**Enregistrements extraits**
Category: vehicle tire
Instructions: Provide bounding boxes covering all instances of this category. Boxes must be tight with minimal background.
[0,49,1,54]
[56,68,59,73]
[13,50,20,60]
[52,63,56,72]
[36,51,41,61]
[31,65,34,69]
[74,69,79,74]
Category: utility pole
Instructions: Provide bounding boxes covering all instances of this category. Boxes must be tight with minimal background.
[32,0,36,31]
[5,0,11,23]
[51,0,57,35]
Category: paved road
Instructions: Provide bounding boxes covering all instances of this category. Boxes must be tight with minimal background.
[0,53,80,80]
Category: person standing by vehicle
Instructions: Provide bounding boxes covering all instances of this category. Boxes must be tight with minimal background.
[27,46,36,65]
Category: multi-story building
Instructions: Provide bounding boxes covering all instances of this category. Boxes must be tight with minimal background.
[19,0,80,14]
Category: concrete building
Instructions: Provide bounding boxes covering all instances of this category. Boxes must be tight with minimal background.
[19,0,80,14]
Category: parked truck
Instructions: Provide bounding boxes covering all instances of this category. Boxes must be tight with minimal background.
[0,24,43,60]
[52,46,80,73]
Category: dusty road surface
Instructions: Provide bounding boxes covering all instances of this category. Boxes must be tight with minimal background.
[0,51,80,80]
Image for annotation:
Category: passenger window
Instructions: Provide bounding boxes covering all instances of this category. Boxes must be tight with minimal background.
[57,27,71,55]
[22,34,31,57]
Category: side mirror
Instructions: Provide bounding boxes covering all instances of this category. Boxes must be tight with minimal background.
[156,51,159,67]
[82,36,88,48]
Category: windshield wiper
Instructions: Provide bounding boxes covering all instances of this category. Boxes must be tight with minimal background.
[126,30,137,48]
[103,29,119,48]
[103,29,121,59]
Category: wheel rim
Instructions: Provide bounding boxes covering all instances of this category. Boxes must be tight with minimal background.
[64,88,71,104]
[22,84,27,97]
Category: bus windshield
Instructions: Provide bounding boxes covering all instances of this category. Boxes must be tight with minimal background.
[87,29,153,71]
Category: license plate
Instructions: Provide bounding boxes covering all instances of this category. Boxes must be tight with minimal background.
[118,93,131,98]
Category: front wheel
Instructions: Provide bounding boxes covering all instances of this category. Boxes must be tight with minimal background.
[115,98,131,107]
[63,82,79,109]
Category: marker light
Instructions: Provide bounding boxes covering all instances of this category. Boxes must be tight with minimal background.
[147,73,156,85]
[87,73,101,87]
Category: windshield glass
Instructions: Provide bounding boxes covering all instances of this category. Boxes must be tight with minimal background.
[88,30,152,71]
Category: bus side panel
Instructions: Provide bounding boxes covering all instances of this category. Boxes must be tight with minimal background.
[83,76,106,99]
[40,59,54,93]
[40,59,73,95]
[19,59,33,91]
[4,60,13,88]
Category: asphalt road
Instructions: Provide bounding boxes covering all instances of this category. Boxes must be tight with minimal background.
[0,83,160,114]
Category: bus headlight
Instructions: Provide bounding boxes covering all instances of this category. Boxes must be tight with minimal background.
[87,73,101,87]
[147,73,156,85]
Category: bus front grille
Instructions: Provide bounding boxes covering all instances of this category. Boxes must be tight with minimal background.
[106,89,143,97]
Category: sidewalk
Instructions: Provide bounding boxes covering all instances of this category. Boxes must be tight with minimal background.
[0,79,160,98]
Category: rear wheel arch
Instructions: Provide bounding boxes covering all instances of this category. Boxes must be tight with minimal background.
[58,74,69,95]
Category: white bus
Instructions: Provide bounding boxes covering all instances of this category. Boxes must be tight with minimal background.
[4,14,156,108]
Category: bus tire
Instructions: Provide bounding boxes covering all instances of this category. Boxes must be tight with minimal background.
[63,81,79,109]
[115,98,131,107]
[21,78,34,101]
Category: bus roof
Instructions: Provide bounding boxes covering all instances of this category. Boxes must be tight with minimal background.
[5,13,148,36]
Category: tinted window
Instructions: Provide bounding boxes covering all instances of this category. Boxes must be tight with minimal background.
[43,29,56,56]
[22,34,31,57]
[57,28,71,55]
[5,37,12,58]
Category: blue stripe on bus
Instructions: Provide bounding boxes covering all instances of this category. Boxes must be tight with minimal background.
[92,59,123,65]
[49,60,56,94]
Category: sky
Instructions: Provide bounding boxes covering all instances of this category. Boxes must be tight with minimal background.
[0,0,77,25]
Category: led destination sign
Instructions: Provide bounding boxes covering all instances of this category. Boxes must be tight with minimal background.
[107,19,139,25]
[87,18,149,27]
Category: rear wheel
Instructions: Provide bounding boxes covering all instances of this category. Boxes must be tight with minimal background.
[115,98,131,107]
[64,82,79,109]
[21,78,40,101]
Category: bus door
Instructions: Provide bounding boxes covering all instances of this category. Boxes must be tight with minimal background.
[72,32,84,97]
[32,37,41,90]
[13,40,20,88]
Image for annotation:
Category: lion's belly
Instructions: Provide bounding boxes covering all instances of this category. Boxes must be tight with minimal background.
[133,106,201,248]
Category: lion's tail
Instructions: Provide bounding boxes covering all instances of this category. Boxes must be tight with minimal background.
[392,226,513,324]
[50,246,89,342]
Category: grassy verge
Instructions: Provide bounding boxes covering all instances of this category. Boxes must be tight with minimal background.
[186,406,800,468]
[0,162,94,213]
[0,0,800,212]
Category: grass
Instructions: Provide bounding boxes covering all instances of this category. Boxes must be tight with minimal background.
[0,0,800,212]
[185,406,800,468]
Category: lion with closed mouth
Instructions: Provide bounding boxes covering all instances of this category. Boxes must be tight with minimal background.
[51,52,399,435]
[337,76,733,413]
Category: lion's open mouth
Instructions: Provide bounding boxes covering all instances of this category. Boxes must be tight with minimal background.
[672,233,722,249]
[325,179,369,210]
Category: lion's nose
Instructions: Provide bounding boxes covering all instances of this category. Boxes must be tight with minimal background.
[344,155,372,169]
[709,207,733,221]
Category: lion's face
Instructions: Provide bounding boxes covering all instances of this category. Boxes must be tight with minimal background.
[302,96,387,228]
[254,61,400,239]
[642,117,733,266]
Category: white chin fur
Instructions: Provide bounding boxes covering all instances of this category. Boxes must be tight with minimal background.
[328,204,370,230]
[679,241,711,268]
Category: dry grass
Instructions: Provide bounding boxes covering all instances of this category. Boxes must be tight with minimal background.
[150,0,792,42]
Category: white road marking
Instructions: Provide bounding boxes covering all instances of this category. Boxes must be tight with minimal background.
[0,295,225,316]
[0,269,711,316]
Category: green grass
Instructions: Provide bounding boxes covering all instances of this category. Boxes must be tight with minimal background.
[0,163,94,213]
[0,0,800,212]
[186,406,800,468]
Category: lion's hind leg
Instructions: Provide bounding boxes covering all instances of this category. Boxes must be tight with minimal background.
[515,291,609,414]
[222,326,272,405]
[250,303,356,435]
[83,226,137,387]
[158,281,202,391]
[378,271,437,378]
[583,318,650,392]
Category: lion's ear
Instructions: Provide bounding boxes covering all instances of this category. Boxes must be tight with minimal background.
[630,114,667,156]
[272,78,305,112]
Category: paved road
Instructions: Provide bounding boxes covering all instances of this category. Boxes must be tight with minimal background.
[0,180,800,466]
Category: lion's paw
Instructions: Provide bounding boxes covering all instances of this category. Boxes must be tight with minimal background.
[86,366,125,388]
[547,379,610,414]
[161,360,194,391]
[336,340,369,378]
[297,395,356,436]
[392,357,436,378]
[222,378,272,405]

**Consigne**
Transcrivez à l'identique toutes les lignes du matériel ci-dessus, du début à la fin.

**Réponse**
Category: vehicle tire
Instructions: Provide bounding boxes covering all instances of this category. Boxes must be tight with minimal background.
[0,49,1,54]
[56,68,59,73]
[13,50,20,60]
[52,63,56,72]
[36,51,41,61]
[31,65,34,69]
[74,69,79,74]
Category: utility pole
Instructions: Provide bounding boxes covering all instances of this category. Boxes must be tight with minimal background.
[32,0,36,31]
[5,0,11,23]
[51,0,57,35]
Category: paved road
Instructions: Provide bounding boxes covering all instances of this category. Boxes must be tight with minimal background.
[0,53,80,80]
Category: person standing by vehicle
Instructions: Provide bounding boxes covering all instances of this category. Boxes must be tight with minimal background.
[27,46,36,65]
Category: multi-story building
Instructions: Provide bounding boxes covering all instances of this category. Boxes must be tight with minimal background.
[19,0,80,14]
Category: concrete building
Instructions: Provide bounding boxes covering all instances of this category. Boxes must be tight with minimal background.
[19,0,80,14]
Category: parked truck
Instructions: Provide bounding boxes covering all instances of this category. Boxes must be tight with minimal background.
[0,24,43,60]
[52,46,80,73]
Category: dusty road surface
Instructions: Provide bounding boxes covering all instances of this category. Boxes must be tight with minimal background.
[0,51,80,80]
Image for annotation:
Category: passenger window
Instructions: Provide bounding boxes covering all instances of this category. Boxes must be tight with minimal background.
[57,27,71,55]
[22,34,31,57]
Category: side mirror
Instructions: Provide bounding boxes covering all instances of this category. Boxes must be tight with minimal background.
[156,51,159,67]
[82,36,88,48]
Category: windshield wiper
Instructions: Provide bounding boxes covering all instances of this category. Boxes must be tight with minimal background.
[126,30,137,48]
[103,29,119,48]
[103,29,121,59]
Category: wheel rim
Instructions: Provide bounding boxes covering all instances of this category. Boxes must be tight with minimal background.
[64,88,71,104]
[22,84,27,97]
Category: bus windshield
Instructions: Provide bounding boxes covering all instances of this category. Boxes must be tight with minimal background.
[87,29,153,71]
Category: license plate
Instructions: Provide bounding boxes covering all instances of this category. Boxes must be tight with minimal background.
[118,93,131,98]
Category: front wheel
Instructions: Provide bounding boxes covering all instances of this category. Boxes must be tight with minimal background.
[115,98,131,107]
[63,82,79,109]
Category: marker light
Instructions: Provide bounding boxes covering all instances of this category. Boxes must be tight with minimal background.
[147,73,156,85]
[87,73,101,87]
Category: windshield glass
Instructions: Provide bounding boxes covering all instances of this category. Boxes must be tight with minimal background.
[88,30,152,71]
Category: bus side panel
Instructions: Provide bounding boxes covering all instances of this category. Boxes must be tight with minimal background.
[83,76,106,99]
[40,59,54,93]
[40,59,73,95]
[19,59,33,91]
[4,60,13,88]
Category: asphalt road
Instructions: Provide bounding boxes covering all instances of this category. Boxes must be tight with minimal background.
[0,83,160,114]
Category: bus headlight
Instructions: Provide bounding boxes covering all instances of this category. Boxes must be tight with minimal background.
[87,73,101,87]
[147,73,156,85]
Category: bus front grille
Instructions: Provide bounding boxes covering all instances of this category. Boxes must be tight with minimal background.
[106,89,143,97]
Category: sidewalk
Instructions: Provide bounding boxes covering all instances of this category. Boxes must be tight with minimal background.
[0,79,160,98]
Category: rear wheel arch
Instructions: Provide bounding boxes covering all instances of this category. Boxes must be tight with minimal background.
[58,74,69,95]
Category: white bus
Instructions: Provide bounding boxes covering all instances of this category. Boxes must be tight with minimal background.
[4,14,156,108]
Category: bus tire
Instructions: Provide bounding boxes covering all instances of this category. Boxes must be tight with minimal background.
[63,81,79,109]
[115,98,131,107]
[21,78,34,101]
Category: bus roof
Instructions: Provide bounding boxes covering all instances of this category. Boxes must be tight with minimal background.
[5,13,148,36]
Category: tinted window
Instructions: Provide bounding boxes covering all instances of this category. Boxes must be tight with minimal background.
[43,29,56,56]
[22,34,31,57]
[57,28,71,55]
[5,37,12,58]
Category: blue stripe on bus
Instructions: Provide bounding boxes covering all instances of this category. Boxes must be tight with minimal background.
[92,59,123,65]
[49,60,56,94]
Category: sky
Instructions: Provide bounding boxes covering all instances of this category. Boxes must be tight with minimal background.
[0,0,77,25]
Category: led destination sign
Instructions: Provide bounding boxes covering all instances of this category. Boxes must be tight with minimal background.
[107,19,139,25]
[87,18,149,27]
Category: rear wheel
Instructions: Provide bounding boxes covering all instances of this category. Boxes must be tight with minimal background.
[115,98,131,107]
[64,82,79,109]
[21,78,40,101]
Category: bus door
Instructions: Provide bounding boxes covering all instances of this category. Boxes must be tight with minimal background.
[72,32,84,97]
[32,37,41,90]
[13,40,20,88]
Image for annotation:
Category: lion's belly
Instructions: Provide bounding boxes covering all instances of this category. Boxes must be tight with minimal background.
[133,106,201,248]
Category: lion's tail
Instructions: Provide bounding boxes covering all instances of this category. Boxes must be tight with minimal background.
[392,226,513,324]
[50,246,89,342]
Category: grassy verge
Instructions: Provide bounding boxes covering all instances of this category. Boxes must be tight with minimal background.
[186,406,800,468]
[0,162,94,213]
[0,0,800,212]
Category: grass
Instructions: Provide bounding boxes covering all instances of this category. Boxes must be tight with minimal background.
[0,0,800,212]
[185,406,800,468]
Category: lion with closed mouth
Instructions: Provide bounding boxes covering all instances of this category. Boxes must be tight with minimal background.
[51,52,399,435]
[337,76,733,413]
Category: lion's open mouth
Instructions: Provide bounding boxes covering all instances of this category. Boxes must be tight with minimal background.
[672,233,722,249]
[325,179,369,210]
Category: lion's nose
Instructions: Provide bounding boxes covering all instances of this category. Boxes must be tight with minimal background.
[344,155,372,169]
[709,207,733,221]
Category: lion's face
Instructions: Provide bounding boxes covering all instances of this category. Boxes must be tight with minimal background.
[302,96,387,228]
[254,61,400,239]
[642,117,733,266]
Category: white chin fur
Instructions: Provide bounding boxes covering all instances of this category. Boxes must be tight with minimal background.
[328,204,370,230]
[679,241,711,268]
Category: dry grass
Instructions: Provide bounding boxes covering all instances of this category. Boxes must be tight with minimal background.
[150,0,792,42]
Category: white road marking
Instructions: Provide bounding boxes covering all instances of this category. Boxes must be tight with minimal background.
[0,295,225,316]
[0,269,711,316]
Category: green grass
Instructions: Provide bounding boxes covering all instances of this category. Boxes must be tight with minimal background.
[0,163,94,213]
[0,0,800,212]
[186,406,800,468]
Category: lion's hind leg
Instructions: Provide bounding boxes covering all instances of this category. Boxes must be tight with minimal background.
[515,291,609,414]
[222,326,272,405]
[250,303,356,435]
[83,226,137,387]
[158,281,202,391]
[378,271,437,378]
[583,318,650,392]
Category: lion's ear
Instructions: Provide bounding boxes covering all instances of this category. Boxes must be tight with minimal background.
[630,114,667,156]
[272,78,305,112]
Category: paved road
Instructions: Provide bounding boxes covering all instances of this category. Boxes must be tight with minimal background.
[0,180,800,466]
Category: lion's paw
Instructions: Provide bounding boxes covering all instances of this category. Boxes must be tight with minimal background.
[86,366,125,388]
[547,379,610,414]
[161,360,194,391]
[336,340,369,378]
[297,395,356,436]
[392,357,436,378]
[222,378,272,405]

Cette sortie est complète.